Blocco di testo -
_____

A rivelarlo è un sondaggio svolto da Analisi politica per Libero.
In particolare, per quel che riguarda il futuro delle alleanze, la domanda posta è: “Se il prossimo anno si dovesse andare a votare di nuovo e si dovesse per forza fare una scelta di campo, lei vorrebbe che il Terzo polo si alleasse con…”.
Le risposte, nel complesso, danno una preferenza lieve per il centrodestra: il 33% di chi ha risposto vorrebbe il centrosinistra di Partito democratico, Movimento 5 stelle e Sinistra italiana/Verdi, il 36% sceglierebbe il centrodestra, mentre il restante 31% non sa o non voterebbe.
Se si guarda alla divisione per partiti, però, si nota che il Terzo polo non ha un elettorato del tutto omogeneo.
Tra chi si dice sostenitore di Azione, la maggior parte delle preferenze vanno al centrosinistra: quasi la metà lo sceglierebbe (il 49%), rispetto al 21% che vorrebbe come alleato il centrodestra e al 30% che non voterebbe o non saprebbe scegliere.
Se si considerano, invece, solo gli elettori dichiarati di Matteo Renzi e Italia viva, il confronto è schiacciante: solo l’8% vorrebbe un’alleanza con il centrosinistra, mentre il 60% degli interpellati sceglierebbe il centrodestra di Meloni, Salvini e Berlusconi.
Sia Matteo Renzi che Carlo Calenda hanno avuto un passato nel centrosinistra, in particolare nel Partito democratico, ma alle ultime elezioni solo Calenda aveva impostato un’alleanza con il Pd, prima di rinunciare e scegliere Italia viva, portando così alla nascita del Terzo polo.

_____

(Dati di localizzazione puntuale per istanza)
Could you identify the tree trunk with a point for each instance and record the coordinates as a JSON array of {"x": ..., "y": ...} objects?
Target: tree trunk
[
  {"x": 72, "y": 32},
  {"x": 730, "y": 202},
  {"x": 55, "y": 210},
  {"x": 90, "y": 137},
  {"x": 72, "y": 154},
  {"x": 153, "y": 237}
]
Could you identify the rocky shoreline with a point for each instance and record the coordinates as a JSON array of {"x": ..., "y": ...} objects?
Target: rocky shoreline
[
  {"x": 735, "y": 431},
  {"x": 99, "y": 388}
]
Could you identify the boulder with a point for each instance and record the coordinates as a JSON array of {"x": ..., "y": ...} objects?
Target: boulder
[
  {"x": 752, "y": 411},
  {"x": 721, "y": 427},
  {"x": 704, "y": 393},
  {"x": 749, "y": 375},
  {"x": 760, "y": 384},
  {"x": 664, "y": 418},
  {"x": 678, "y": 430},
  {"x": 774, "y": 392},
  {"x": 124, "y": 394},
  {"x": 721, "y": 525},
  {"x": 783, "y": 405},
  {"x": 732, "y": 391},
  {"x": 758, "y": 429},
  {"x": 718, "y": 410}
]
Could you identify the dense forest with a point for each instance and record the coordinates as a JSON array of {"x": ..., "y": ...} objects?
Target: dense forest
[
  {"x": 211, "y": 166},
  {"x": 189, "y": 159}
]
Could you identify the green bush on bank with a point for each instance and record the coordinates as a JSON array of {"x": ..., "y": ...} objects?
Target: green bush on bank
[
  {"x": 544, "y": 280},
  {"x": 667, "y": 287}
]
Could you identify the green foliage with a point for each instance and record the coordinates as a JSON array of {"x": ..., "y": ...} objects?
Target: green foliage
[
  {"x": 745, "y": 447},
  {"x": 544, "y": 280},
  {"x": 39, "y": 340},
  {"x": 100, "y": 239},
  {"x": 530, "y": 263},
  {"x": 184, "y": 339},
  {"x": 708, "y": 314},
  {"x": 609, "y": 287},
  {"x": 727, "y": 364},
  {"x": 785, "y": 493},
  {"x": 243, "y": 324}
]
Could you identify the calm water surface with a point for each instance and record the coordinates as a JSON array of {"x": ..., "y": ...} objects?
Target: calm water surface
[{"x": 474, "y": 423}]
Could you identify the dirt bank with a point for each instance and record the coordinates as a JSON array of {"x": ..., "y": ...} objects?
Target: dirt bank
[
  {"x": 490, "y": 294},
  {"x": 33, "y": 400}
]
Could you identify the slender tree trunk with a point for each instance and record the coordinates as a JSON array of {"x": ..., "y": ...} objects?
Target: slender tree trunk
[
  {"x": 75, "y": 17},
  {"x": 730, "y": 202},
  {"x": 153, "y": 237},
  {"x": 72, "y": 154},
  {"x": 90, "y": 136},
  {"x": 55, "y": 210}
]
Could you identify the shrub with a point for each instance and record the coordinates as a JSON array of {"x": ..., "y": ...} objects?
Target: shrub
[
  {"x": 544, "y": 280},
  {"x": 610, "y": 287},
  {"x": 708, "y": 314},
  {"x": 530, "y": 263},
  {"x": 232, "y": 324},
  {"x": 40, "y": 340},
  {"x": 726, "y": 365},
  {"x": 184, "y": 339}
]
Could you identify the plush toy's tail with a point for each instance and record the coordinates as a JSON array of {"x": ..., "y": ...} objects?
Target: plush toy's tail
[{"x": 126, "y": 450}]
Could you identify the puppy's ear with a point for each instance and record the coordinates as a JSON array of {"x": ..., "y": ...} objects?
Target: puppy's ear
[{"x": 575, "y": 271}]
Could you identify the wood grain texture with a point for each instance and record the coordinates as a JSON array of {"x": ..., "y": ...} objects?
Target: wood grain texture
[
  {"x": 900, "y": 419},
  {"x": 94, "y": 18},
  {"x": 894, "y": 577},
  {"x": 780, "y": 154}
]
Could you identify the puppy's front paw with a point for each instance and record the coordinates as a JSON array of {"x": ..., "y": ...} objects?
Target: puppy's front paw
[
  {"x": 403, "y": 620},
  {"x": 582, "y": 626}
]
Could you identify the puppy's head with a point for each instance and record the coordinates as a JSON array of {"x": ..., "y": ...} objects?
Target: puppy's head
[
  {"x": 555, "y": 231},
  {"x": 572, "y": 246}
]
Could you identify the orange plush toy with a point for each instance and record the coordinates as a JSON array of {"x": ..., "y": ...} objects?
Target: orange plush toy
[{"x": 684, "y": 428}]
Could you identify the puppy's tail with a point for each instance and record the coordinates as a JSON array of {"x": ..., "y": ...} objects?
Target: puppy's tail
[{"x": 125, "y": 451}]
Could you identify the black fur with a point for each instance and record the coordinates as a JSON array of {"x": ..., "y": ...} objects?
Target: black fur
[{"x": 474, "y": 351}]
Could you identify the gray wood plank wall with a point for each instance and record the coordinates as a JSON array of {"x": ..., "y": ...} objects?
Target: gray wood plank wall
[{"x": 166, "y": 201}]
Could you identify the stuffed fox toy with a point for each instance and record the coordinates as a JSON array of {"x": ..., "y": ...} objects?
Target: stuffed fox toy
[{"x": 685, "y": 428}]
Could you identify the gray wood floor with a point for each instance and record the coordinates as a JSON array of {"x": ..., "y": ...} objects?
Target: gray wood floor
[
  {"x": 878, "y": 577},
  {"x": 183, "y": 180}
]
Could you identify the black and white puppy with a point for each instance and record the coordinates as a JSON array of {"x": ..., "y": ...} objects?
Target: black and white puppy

_____

Cosa farai -
1. Riassumi in due frasi il testo sul sondaggio riguardante le alleanze del Terzo polo.
2. Prosegui il testo sul sondaggio riguardante le alleanze del Terzo polo, partendo dalla sua ultima frase.
Il materiale è indipendente dal testo.

Risultati delle attività -
1. Secondo un sondaggio di Analisi politica per Libero, in caso di scelta di campo il 36% degli intervistati vorrebbe il Terzo polo alleato con il centrodestra, il 33% con il centrosinistra e il 31% non sa o non voterebbe. L'elettorato non è però omogeneo: tra i sostenitori di Azione il 49% preferisce il centrosinistra, mentre tra gli elettori di Italia viva il 60% sceglierebbe il centrodestra e solo l'8% il centrosinistra.

2.
Il sondaggio di Analisi politica continua, chiedendo agli elettori cosa vorrebbero per il futuro del governo Meloni. In questo caso, la scelta è tra tre opzioni: che l’esecutivo “cada il prima possibile, in ogni caso”, che “governi il più possibile, in ogni caso”, oppure che “governi il più possibile, ma con alcuni contributi esterni del Terzo polo”.
La scelta degli elettori del Terzo polo è decisamente per la stabilità: tolto il 27% vorrebbe che il governo Meloni cadesse il più possibile, e il 10% che non sa rispondere, il restante 63% (quasi due su tre) vorrebbe vedere il governo restare in carica il più possibile.
Per quanto riguarda i ‘contributi esterni’ di Azione e Italia viva, in media il 31% vorrebbe che non ci fossero, mentre il 32% desidererebbe una partecipazione alle politiche del governo. Anche in questo caso, c’è una differenza tra gli elettori del partito di Calenda e quello di Renzi.
Tra chi sceglie Azione, infatti, il 38% vorrebbe una partecipazione esterna del Terzo polo al governo. Ovvero, preferirebbe che il governo Meloni durasse il più possibile, ma con un contributo dei parlamentari eletti da Italia viva e azione. Gli elettori di Azione che dichiarano di volere che il governo Meloni duri “il più possibile, in ogni caso” sono il 25%.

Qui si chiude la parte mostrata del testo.